**EXERCISE PASSAGE**
Yin’s team engineered E. coli to produce two RNA components itself. One is a ‘toehold switch’ RNA loop, containing instructions for protein manufacturing that opens up in the presence of a second ‘trigger’ component. Once the loop is open a ribosome can bind, read it, and make the protein it codes for. Though this is simple if/then logic – if detecting RNA A then make protein B – Yin underlines its power. Previous RNA systems adapted from nature already perform similar functions, but usually with a relatively narrow 50-fold difference between protein concentrations in the on and off states. On average, in the new system the difference is 400-fold.

**PARTS OF THE EXERCISE**
1 > According to the passage on engineered E. coli, what three things can a ribosome do once the loop is open?
2 > Write out the passage on engineered E. coli word for word, from "Yin’s team engineered" to "difference is 400-fold.".
The items are separate material with no connection to the passage on engineered E. coli.

**DATA**
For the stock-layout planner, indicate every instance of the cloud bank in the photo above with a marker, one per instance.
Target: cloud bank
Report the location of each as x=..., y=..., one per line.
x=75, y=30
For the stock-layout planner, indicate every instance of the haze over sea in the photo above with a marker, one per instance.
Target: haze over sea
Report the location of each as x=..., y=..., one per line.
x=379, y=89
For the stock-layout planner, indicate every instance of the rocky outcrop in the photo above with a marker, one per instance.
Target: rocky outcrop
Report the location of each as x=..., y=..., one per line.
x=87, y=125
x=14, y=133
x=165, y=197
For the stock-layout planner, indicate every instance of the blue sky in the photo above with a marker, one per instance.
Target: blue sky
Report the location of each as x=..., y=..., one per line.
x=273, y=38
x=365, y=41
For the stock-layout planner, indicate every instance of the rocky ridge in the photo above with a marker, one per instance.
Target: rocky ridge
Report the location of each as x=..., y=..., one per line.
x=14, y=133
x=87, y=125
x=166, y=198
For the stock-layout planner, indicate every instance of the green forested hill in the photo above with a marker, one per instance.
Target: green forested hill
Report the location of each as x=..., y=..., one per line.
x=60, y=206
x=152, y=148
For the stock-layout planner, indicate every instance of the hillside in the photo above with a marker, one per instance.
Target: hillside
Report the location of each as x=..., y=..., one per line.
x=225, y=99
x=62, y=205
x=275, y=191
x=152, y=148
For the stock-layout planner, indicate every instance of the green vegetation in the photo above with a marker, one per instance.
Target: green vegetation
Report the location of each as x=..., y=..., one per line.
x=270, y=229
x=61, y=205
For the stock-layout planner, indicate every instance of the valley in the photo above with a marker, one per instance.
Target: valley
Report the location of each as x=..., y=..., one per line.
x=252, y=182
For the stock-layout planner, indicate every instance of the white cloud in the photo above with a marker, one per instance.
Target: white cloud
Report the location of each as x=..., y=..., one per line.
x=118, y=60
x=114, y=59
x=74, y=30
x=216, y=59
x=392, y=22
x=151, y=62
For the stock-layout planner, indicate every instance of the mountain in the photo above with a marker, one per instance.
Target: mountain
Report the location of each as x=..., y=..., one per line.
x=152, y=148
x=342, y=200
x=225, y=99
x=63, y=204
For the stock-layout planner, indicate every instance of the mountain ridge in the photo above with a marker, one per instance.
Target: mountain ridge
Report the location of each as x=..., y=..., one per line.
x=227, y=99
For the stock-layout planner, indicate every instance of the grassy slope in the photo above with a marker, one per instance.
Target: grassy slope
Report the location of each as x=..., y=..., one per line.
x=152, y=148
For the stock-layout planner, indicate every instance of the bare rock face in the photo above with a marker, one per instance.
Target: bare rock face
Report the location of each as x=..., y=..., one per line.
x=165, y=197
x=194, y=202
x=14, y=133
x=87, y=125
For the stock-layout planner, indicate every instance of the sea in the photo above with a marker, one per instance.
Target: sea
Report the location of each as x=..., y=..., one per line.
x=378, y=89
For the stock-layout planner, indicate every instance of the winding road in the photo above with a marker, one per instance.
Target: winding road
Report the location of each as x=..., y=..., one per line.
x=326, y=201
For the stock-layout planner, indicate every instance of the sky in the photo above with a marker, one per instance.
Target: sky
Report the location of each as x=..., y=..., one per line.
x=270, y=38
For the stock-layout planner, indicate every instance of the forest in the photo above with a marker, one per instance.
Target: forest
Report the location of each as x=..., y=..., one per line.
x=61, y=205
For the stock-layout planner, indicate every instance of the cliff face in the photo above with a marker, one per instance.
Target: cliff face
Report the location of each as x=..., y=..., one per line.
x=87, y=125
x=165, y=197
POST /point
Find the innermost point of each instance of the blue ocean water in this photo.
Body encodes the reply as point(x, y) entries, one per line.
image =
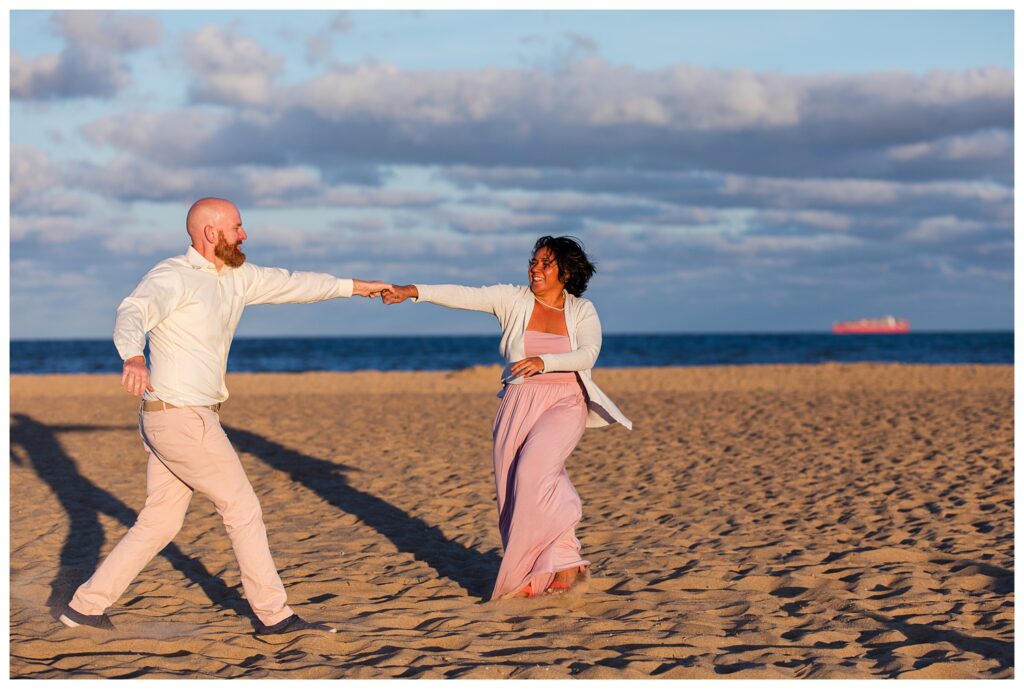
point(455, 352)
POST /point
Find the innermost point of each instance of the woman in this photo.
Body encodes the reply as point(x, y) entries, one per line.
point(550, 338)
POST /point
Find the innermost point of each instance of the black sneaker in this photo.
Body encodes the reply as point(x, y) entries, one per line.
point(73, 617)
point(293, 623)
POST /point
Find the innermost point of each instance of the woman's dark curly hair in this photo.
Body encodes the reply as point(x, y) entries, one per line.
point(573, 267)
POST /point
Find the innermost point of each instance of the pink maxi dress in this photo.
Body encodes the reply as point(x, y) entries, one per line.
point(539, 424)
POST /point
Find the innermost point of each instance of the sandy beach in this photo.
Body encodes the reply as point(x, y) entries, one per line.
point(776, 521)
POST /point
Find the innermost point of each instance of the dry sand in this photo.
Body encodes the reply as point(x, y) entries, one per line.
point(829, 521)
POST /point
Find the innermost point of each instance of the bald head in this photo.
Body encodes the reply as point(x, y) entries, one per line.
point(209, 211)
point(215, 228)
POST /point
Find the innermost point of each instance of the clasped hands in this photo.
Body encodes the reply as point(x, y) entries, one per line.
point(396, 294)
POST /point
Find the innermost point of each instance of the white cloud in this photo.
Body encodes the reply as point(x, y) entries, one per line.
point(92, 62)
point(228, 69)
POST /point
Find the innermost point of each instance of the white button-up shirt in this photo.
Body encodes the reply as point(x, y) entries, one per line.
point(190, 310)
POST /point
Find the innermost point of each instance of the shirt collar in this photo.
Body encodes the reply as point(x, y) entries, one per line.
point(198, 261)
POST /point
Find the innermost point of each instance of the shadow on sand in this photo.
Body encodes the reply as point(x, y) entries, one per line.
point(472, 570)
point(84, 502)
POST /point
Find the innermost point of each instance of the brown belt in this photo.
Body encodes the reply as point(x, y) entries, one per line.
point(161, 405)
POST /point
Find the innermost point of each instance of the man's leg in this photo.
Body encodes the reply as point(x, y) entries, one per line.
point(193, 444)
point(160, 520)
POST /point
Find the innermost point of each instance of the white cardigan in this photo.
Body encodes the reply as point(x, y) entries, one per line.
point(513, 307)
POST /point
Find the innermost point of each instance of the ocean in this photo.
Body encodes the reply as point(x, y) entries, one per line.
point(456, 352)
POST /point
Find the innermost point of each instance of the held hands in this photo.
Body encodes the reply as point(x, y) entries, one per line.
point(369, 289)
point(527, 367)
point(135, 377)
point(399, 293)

**OUTPUTS IN ORDER**
1 >
- Bind
- Read the loop
- Make the protein it codes for

2 >
Yin’s team engineered E. coli to produce two RNA components itself. One is a ‘toehold switch’ RNA loop, containing instructions for protein manufacturing that opens up in the presence of a second ‘trigger’ component. Once the loop is open a ribosome can bind, read it, and make the protein it codes for. Though this is simple if/then logic – if detecting RNA A then make protein B – Yin underlines its power. Previous RNA systems adapted from nature already perform similar functions, but usually with a relatively narrow 50-fold difference between protein concentrations in the on and off states. On average, in the new system the difference is 400-fold.